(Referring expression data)

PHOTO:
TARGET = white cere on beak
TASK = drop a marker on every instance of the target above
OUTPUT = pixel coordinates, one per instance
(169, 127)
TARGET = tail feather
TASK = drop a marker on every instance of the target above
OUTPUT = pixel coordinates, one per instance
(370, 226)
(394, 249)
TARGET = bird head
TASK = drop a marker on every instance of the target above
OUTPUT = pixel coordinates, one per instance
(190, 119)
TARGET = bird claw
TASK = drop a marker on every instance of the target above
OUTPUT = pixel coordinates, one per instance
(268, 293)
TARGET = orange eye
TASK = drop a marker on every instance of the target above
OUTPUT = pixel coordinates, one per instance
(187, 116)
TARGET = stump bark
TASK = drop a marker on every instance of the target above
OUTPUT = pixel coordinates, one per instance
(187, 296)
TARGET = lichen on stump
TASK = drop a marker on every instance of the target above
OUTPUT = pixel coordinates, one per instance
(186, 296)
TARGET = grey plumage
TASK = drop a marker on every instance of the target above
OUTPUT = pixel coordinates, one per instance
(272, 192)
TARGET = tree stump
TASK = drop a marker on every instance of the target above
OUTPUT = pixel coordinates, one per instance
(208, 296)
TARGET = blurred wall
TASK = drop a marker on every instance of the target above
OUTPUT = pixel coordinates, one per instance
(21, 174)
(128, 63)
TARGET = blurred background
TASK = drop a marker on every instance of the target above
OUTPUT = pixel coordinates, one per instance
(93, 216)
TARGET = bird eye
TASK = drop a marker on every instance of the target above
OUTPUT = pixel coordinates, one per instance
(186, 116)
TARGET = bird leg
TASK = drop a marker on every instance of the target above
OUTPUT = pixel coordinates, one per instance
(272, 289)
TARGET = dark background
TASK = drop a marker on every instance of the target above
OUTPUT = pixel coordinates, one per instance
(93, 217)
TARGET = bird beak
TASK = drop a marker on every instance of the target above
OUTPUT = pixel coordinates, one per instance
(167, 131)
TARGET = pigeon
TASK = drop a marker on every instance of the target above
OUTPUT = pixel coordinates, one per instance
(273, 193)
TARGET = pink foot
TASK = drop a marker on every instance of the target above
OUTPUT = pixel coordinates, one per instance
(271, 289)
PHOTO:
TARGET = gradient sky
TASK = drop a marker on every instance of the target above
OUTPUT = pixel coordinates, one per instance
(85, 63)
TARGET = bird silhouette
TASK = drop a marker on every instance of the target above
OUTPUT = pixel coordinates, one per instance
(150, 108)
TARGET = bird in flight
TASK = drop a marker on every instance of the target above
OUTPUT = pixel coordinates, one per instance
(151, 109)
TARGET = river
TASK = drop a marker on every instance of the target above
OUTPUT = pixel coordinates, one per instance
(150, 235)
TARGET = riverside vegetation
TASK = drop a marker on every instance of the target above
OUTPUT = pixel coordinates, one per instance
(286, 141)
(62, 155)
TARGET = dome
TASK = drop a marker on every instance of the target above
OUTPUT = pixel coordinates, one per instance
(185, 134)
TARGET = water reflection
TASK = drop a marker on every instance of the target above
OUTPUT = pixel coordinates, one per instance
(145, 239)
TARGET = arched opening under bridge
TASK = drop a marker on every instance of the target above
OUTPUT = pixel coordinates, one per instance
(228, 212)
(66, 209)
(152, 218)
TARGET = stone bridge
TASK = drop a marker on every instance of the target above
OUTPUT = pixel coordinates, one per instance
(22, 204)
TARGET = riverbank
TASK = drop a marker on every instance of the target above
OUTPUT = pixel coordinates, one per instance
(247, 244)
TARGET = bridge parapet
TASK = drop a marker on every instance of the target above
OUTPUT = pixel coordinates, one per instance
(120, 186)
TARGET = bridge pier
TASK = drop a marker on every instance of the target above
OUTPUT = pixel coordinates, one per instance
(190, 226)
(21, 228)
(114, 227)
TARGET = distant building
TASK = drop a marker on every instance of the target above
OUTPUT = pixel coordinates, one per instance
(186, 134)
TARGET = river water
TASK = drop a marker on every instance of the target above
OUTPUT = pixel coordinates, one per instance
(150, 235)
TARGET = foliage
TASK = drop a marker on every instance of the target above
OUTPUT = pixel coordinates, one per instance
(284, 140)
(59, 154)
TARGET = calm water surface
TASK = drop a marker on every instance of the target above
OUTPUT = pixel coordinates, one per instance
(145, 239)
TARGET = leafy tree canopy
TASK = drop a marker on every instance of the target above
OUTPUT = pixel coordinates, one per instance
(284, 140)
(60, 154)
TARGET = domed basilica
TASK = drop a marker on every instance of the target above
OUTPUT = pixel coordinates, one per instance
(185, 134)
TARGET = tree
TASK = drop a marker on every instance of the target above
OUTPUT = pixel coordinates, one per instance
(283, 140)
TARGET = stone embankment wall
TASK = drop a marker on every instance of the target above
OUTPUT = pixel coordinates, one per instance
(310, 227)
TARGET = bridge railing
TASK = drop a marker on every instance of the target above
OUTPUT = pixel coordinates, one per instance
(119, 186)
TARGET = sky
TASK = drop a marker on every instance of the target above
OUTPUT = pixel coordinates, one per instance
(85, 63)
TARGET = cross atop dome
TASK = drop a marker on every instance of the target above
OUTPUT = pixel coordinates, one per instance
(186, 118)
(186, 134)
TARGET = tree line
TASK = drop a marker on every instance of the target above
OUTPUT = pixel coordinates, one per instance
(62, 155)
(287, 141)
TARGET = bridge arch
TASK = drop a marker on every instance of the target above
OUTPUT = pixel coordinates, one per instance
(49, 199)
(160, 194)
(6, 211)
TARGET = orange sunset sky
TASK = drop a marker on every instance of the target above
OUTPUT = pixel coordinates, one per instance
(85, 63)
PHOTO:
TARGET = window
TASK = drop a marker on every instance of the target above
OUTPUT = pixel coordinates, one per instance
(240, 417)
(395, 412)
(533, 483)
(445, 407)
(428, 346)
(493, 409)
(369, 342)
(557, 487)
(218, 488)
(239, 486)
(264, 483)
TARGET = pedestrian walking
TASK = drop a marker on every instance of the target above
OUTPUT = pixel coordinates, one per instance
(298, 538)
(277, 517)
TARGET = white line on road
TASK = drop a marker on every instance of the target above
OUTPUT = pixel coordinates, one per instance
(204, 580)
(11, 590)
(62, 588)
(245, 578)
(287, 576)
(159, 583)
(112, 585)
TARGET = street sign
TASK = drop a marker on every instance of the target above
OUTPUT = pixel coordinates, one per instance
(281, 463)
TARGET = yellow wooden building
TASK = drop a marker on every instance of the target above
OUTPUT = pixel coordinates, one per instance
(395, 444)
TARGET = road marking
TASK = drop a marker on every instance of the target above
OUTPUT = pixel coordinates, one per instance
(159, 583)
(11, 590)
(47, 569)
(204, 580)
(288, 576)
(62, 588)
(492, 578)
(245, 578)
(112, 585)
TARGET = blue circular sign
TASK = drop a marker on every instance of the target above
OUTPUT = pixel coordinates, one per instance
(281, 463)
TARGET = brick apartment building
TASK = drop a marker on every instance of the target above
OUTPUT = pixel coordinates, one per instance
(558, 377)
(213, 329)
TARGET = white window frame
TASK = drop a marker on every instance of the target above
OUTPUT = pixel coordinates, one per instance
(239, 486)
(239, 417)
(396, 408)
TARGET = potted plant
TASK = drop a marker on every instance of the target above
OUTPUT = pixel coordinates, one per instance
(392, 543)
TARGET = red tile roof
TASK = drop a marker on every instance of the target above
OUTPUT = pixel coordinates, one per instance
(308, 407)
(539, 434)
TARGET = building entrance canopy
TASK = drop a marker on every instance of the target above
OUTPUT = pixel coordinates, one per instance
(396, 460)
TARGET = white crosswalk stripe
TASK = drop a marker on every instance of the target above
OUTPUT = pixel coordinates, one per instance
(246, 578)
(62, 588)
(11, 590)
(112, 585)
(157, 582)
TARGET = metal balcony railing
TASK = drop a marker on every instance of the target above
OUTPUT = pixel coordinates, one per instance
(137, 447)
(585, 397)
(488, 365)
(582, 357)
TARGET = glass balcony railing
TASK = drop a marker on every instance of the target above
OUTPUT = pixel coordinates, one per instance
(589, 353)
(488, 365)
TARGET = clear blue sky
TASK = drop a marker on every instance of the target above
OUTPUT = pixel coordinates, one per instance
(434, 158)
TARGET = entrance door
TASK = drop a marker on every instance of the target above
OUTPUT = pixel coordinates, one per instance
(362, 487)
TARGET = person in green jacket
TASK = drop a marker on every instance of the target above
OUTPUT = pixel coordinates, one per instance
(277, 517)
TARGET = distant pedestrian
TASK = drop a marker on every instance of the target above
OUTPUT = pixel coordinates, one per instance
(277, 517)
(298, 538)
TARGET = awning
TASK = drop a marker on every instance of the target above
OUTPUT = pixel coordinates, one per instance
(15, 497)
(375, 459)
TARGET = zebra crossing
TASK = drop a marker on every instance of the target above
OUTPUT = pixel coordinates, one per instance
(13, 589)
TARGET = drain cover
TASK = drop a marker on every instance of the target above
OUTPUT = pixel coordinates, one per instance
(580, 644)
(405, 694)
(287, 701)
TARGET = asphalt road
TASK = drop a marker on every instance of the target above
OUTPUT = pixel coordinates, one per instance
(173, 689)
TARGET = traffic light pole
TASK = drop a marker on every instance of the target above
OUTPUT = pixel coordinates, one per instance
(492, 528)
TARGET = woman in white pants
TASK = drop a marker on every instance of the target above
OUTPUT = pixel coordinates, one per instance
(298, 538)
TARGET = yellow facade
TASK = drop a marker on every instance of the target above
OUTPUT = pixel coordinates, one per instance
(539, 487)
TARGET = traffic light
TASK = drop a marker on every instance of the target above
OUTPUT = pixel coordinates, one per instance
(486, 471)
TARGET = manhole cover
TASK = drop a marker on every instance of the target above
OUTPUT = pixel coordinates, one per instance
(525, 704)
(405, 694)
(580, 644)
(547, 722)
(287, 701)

Instructions to follow: Only the lines containing "road" are needed; copy each of them from the data.

Solution:
TARGET = white line on road
TARGET = road marking
TARGET = asphalt road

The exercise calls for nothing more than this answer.